▶ Selected text:
++++++++++++++++++++

Shares are pointing lower for a third day after Wall Street broke its longest winning run of the year as coronavirus infection rates soared in several parts of the world.

ASX SPI 200 index futures fell 30 points or 0.5 per cent, signalling a soft start to the session.

The Australian market has been under pressure all week as authorities scramble to contain a COVID-19 outbreak in Victoria. A strong early rally yesterday faltered in the final hour after the Victorian government announced Melbourne and Mitchell Shire would go back into State 3 lockdown to control the outbreak. The S&P/ASX 200 finished 1.7 points in the red after being up almost 63 points. Shopping centres and travel and tourism companies fell sharply.

Wall Street has ignored evidence the pandemic was widening in many parts of the country, but finally cracked last night as a rally in ‘stay-at-home’ stocks ran out of steam. The S&P 500 fell 34 points or 1.08 per cent, breaking a five-session winning run. The Dow shed 397 points or 1.51 per cent. The Nasdaq gave up 90 points or 0.86 per cent.

The five-day rally in the US ended as stay-at-home stocks turned lower. Amazon, one of the big winners from the pandemic, retreated 1.9 per cent from Monday’s record close. Netflix eased 0.1 per cent after touching an all-time high. Apple shed 0.3 per cent.

“This market is way overbought,” Peter Cardillo, chief market economist at Spartan Capital Securities in the US, told CNBC. “This market has been ignoring the potential problems that are going to arise from the coronavirus.”

Travel and tourism companies declined sharply during a session when  upbeat jobs data was offset by reports of rising infections around the country. A government report showed a record 6.5 million Americans found work in May. The S&P 1500 airlines index sank 5 per cent as American gave up 7 per cent and United 7.6 per cent. Several cruise lines fell more than 5 per cent. Hyatt Hotels lost 4.8 per cent. An index of casino and gambling companies shed 6.4 per cent.

++++++++++++++++++++

Saved data entries:
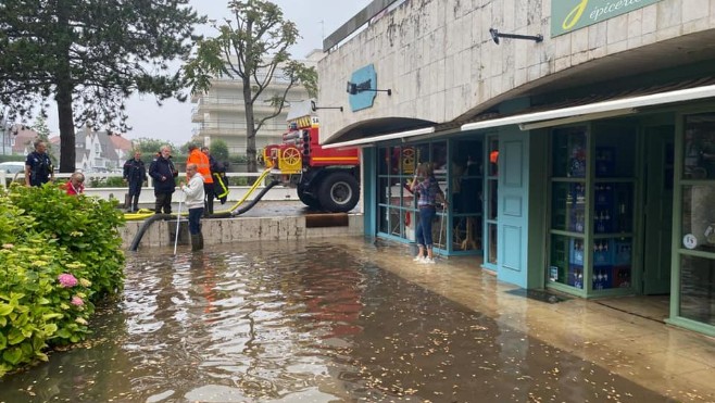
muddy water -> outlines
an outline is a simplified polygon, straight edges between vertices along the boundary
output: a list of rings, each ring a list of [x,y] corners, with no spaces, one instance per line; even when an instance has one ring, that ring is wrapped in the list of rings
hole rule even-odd
[[[0,402],[660,402],[385,272],[374,247],[241,243],[129,255],[84,347]]]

++++++++++++++++++++

▶ Work to complete:
1 – Repeat the stretch of the market report from "Wall Street has" through "0.3 per cent.".
2 – Finish out the market report with the next part, picking up after its last sentence.

▶ Answers for the tasks:
1 –
Wall Street has ignored evidence the pandemic was widening in many parts of the country, but finally cracked last night as a rally in ‘stay-at-home’ stocks ran out of steam. The S&P 500 fell 34 points or 1.08 per cent, breaking a five-session winning run. The Dow shed 397 points or 1.51 per cent. The Nasdaq gave up 90 points or 0.86 per cent.

The five-day rally in the US ended as stay-at-home stocks turned lower. Amazon, one of the big winners from the pandemic, retreated 1.9 per cent from Monday’s record close. Netflix eased 0.1 per cent after touching an all-time high. Apple shed 0.3 per cent.

2 –
Adding to pressure on the market was news that the White House wants to cap a stimulus package expected this month at US$1 trillion. An aide to Vice President Mike Pence said there had been a lot of stimulus already and US$1 trillion was the Trump administration’s limit.

The defensive consumer staples sector resisted the downtrend, rising 1 per cent. Energy, financial and industrials took the biggest hits, falling between 1.9 and 3.2 per cent.

BHP and Rio Tinto helped cushion the market here yesterday from a deeper loss, but came under pressure in overseas trade as the night wore on. BHP’s US-listed stock fell 1.01 per cent after its UK-listed stock shed 0.95 per cent. Rio Tinto edged up 0.44 per cent in the UK. but lost 0.07 per cent in the US. The spot price for iron ore landed in China lifted $1.85 or 1.8 per cent to US$103.45 a dry ton.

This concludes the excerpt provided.